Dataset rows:
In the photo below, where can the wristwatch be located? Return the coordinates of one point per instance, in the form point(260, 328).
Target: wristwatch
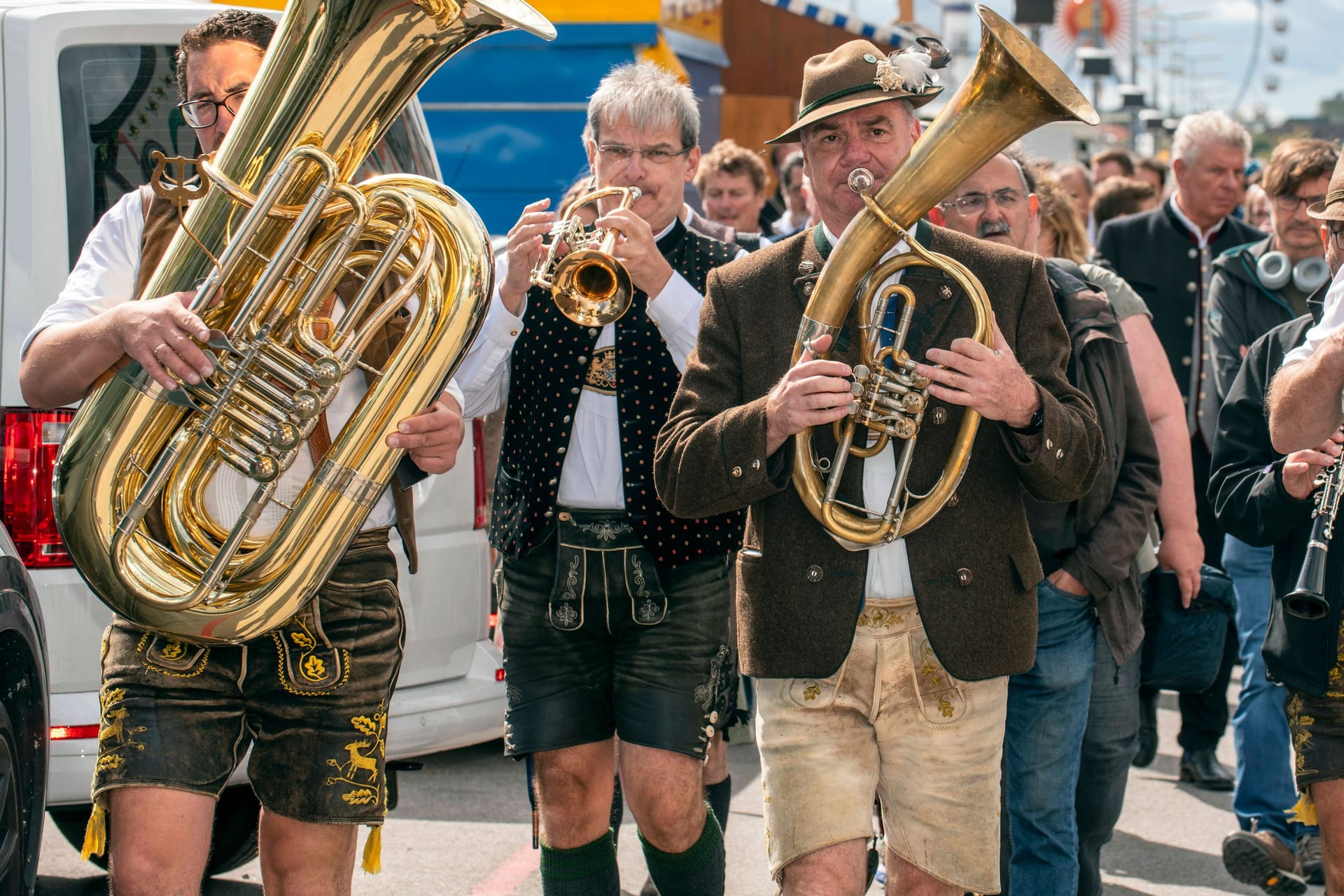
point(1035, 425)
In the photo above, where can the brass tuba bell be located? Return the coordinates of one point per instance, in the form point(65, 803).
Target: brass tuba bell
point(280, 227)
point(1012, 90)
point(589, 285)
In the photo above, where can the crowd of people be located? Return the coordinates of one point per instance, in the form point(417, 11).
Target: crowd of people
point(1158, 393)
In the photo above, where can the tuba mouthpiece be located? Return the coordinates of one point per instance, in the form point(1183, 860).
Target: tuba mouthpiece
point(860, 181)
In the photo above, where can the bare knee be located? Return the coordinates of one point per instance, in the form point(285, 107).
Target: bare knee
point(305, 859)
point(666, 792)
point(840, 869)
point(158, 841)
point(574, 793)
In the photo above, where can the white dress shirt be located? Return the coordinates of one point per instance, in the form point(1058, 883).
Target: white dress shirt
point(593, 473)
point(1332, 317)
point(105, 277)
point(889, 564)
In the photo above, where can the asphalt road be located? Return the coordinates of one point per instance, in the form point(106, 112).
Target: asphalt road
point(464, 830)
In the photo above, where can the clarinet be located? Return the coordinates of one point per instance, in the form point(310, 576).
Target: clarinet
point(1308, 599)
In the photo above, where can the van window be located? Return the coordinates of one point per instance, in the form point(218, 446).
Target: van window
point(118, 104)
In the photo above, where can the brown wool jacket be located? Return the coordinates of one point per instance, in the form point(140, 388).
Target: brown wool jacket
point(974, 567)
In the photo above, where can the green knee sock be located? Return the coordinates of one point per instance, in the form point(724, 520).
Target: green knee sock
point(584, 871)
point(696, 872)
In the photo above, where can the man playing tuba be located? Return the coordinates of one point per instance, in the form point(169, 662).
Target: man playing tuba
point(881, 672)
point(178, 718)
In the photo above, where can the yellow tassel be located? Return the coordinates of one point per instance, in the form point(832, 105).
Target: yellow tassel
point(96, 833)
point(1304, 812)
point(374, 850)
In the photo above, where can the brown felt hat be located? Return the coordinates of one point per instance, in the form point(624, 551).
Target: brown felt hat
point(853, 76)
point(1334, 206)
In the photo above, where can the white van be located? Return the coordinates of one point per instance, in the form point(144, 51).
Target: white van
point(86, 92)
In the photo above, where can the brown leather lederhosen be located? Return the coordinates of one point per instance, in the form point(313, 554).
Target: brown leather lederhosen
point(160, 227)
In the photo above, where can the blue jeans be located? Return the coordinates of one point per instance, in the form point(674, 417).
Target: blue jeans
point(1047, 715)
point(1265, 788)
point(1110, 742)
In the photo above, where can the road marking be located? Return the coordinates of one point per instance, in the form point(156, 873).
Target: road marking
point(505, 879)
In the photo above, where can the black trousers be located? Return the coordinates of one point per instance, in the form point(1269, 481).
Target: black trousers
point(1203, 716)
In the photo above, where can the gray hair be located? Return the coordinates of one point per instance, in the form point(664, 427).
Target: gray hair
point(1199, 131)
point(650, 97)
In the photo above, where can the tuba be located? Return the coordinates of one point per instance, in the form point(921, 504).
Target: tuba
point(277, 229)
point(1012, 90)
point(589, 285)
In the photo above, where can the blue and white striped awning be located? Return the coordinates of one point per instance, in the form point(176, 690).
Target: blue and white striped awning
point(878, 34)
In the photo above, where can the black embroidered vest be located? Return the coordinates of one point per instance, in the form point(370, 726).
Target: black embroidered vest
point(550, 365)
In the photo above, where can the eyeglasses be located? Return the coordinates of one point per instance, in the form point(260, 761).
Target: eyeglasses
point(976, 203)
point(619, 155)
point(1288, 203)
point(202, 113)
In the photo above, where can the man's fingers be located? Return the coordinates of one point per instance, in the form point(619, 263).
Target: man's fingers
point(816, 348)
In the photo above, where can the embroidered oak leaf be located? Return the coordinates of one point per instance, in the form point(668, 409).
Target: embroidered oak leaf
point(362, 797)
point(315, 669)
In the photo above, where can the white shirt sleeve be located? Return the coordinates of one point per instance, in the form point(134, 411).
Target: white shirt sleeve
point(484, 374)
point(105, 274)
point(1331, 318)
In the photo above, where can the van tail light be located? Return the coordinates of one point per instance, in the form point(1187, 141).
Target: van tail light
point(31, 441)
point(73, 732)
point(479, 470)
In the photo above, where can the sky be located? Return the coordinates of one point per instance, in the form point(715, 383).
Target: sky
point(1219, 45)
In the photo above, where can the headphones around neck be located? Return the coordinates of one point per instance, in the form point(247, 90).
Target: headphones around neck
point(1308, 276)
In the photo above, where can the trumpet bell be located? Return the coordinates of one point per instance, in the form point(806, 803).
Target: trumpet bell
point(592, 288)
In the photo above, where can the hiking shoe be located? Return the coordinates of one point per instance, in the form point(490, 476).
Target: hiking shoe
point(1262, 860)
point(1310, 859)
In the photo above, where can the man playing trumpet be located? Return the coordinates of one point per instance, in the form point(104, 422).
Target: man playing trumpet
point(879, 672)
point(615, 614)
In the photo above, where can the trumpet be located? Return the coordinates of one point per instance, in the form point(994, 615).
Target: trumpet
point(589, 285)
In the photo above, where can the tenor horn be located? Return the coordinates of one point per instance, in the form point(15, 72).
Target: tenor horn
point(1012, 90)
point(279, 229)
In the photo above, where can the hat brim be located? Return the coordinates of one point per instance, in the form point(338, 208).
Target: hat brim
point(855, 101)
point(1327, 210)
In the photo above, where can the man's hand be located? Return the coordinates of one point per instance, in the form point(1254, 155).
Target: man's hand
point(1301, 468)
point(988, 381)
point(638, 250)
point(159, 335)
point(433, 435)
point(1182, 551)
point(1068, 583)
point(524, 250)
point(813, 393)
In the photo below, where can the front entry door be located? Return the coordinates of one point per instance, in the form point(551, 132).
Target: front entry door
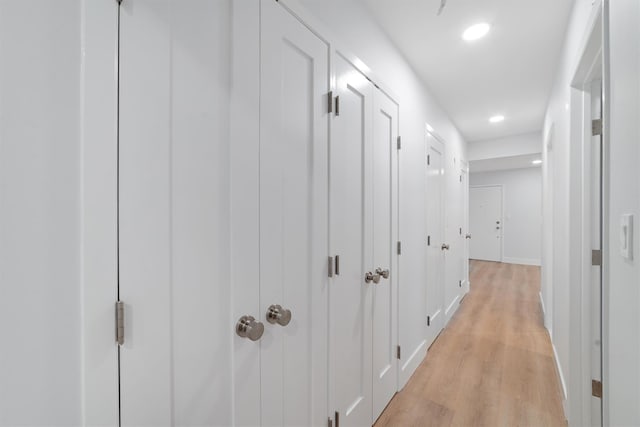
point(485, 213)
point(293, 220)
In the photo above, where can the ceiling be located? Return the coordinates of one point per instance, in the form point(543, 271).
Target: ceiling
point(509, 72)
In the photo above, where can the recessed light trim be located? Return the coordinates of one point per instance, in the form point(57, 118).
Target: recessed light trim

__Instruction__.
Copy out all of the data above word for word, leaving out the pictures.

__Result of this task__.
In the photo below, where can the wristwatch be located? Return the coordinates of one point per instance, in the form point(260, 328).
Target: wristwatch
point(1035, 425)
In the photo above, where can the brass tuba bell be located? Return the coordinates of one point per instance, in the form point(65, 803).
Target: brass tuba bell
point(280, 227)
point(1012, 90)
point(589, 285)
In the photo above, where can the crowd of people be located? Return the coordinates of one point per instance, in the form point(417, 11).
Target: crowd of people
point(1158, 393)
In the photo above, where can the tuba mouthpiece be located? Return the coordinates of one point per instance, in the form point(1183, 860).
Target: tuba mouthpiece
point(860, 181)
In the photo above, where can the bare knee be located? Return the coordinates of one point per instance, in the form point(285, 107).
Target: bare knee
point(305, 859)
point(666, 792)
point(840, 869)
point(158, 841)
point(574, 793)
In the photo above, where can the white dress shirt be located? Return the coordinates of one point per instance, in the form point(1058, 883).
Target: white dress shirt
point(593, 473)
point(1332, 317)
point(105, 277)
point(889, 564)
In the photo above, where can the asphalt road be located? Return the coordinates of one point per instance, in the form point(106, 112).
Target: asphalt road
point(464, 830)
In the photo above, where can the clarinet be located? Return the coordinates of one point per instance, in the form point(310, 576).
Target: clarinet
point(1308, 599)
In the photo above, where can the van window be located? Return the coordinates of one point per instance, in the form point(218, 446).
Target: van window
point(118, 104)
In the photo above, where can the brown wool jacket be located? Return the coordinates of one point per instance, in the form point(140, 388).
Target: brown wool jacket
point(974, 567)
In the photo above, where can the green knee sock be located? Return the coordinates of one point per instance, in the form point(724, 520).
Target: green knee sock
point(584, 871)
point(696, 872)
In the photo above, where can the man playing tuba be located? Return the coordinates of one point per instance, in the form point(169, 662).
Target: man playing tuba
point(881, 672)
point(178, 718)
In the photo above, where can the yellow tassel be located? Return the coordinates of one point per instance, in the form point(832, 105).
Target: yellow tassel
point(96, 833)
point(1304, 812)
point(374, 850)
In the photo above, where can the brown felt hat be located? Return the coordinates of one point per instance, in the form point(624, 551).
Target: brown felt hat
point(853, 76)
point(1334, 206)
In the photo above, where can the white van be located? Return the coordinates of one point per instance, in the form point(144, 51).
Target: white van
point(86, 92)
In the photo above, where can the brown leather lederhosen be located? Return the coordinates of one point per instance, in the form point(313, 554).
Target: brown leather lederhosen
point(160, 227)
In the photo above, where can the blue jeans be located? Return the coordinates of one point per instance, in the form point(674, 417).
Target: blue jeans
point(1047, 715)
point(1265, 788)
point(1110, 742)
In the photo above, where can the road marking be located? Return the coordinates of one point per instance, in the form point(156, 873).
Target: road marking
point(505, 879)
In the photo above, where can the black trousers be located? Return the coordinates of one point per instance, in the form point(1269, 481).
Target: black trousers
point(1203, 716)
In the photo above, where can the gray hair be located? Return the coordinates of one point per instance, in the form point(664, 427).
Target: gray hair
point(1199, 131)
point(650, 97)
In the photo above, where can the tuba be located? Return the coordinates of one point per instance, in the form point(921, 504).
Target: tuba
point(277, 229)
point(1012, 90)
point(589, 285)
In the photo above, where can the blue and white striped awning be located? Return the coordinates of one point per instance, in the form point(176, 690).
Target: blue and white striped awning
point(878, 34)
In the photo above, where can the black embroidered vest be located? Return the coordinates of one point per instance, in the form point(370, 726).
Target: black embroidered vest
point(550, 365)
In the photo above, where can the eyeglasses be located? Return the coordinates of one point per instance, in the form point(260, 761).
Target: eyeglasses
point(976, 203)
point(619, 155)
point(1288, 203)
point(202, 113)
In the photo above, where can the man's fingers be located? Return the coordinates of one point per instance, in the form point(619, 263).
Target: man's fingers
point(816, 348)
In the photo above, where can the embroidered oak leaf be located? Return the coordinates of one point per instance, in the form point(668, 409).
Target: embroidered oak leaf
point(362, 797)
point(315, 669)
In the photo above, where can the white shirt sleeve be located? Return the coordinates of one point per instance, in the form point(134, 411).
Target: white shirt sleeve
point(484, 374)
point(105, 274)
point(1331, 318)
In the photo above, where can the van tail light be located? Return the coordinates of one point per instance, in the form point(1187, 141).
Target: van tail light
point(31, 441)
point(73, 732)
point(479, 470)
In the photo above, where can the sky be located? Return the coordinates of one point per instance, in the form point(715, 383).
Target: sky
point(1219, 45)
In the photo above, where can the headphones around neck be located? Return the coordinates of one point per instance, in the form point(247, 90).
Target: headphones around neck
point(1308, 276)
In the photo above, where can the trumpet bell be located? Return the coordinates of one point per instance, in the form point(806, 803).
Target: trumpet bell
point(592, 288)
In the photo above, where can the hiking shoe be located? Return the coordinates of one point per instance, in the form point(490, 476).
Target: hiking shoe
point(1262, 860)
point(1310, 859)
In the photo above, where can the man playing trumpet be located? Return the coordinates of one point per instance, in the form point(104, 422).
Target: man playing trumpet
point(879, 672)
point(615, 614)
In the photo above, where can the trumpet be located? Return the coordinates of one point per instance, in the form point(994, 615).
Target: trumpet
point(589, 285)
In the photo above, where can the tenor horn be located? Return the coordinates of one point per instance, in the form point(15, 72).
Target: tenor horn
point(1012, 90)
point(279, 229)
In the photo above, where can the hat brim be located? Return the coordinates of one point per instance, in the form point(338, 208).
Target: hat brim
point(855, 101)
point(1327, 210)
In the photo above, where can the man's hand be located? Return the coordinates of one point per instance, in the form point(1254, 155).
Target: man's hand
point(1301, 468)
point(988, 381)
point(638, 250)
point(159, 335)
point(433, 435)
point(1182, 551)
point(1068, 583)
point(524, 250)
point(813, 393)
In the photo below, where can the front entry door be located? Return the coordinates of one point per instance, in the form point(551, 132).
Target: front entry door
point(485, 213)
point(293, 220)
In the photo above, where can the ceiling be located? Return the coordinates of one point per instance, in the form point(543, 271).
Target: ceiling
point(509, 72)
In the photo above, where can the recessed light trim be located? Return the coordinates of one point per instance, in the form point(57, 118).
Target: recessed light trim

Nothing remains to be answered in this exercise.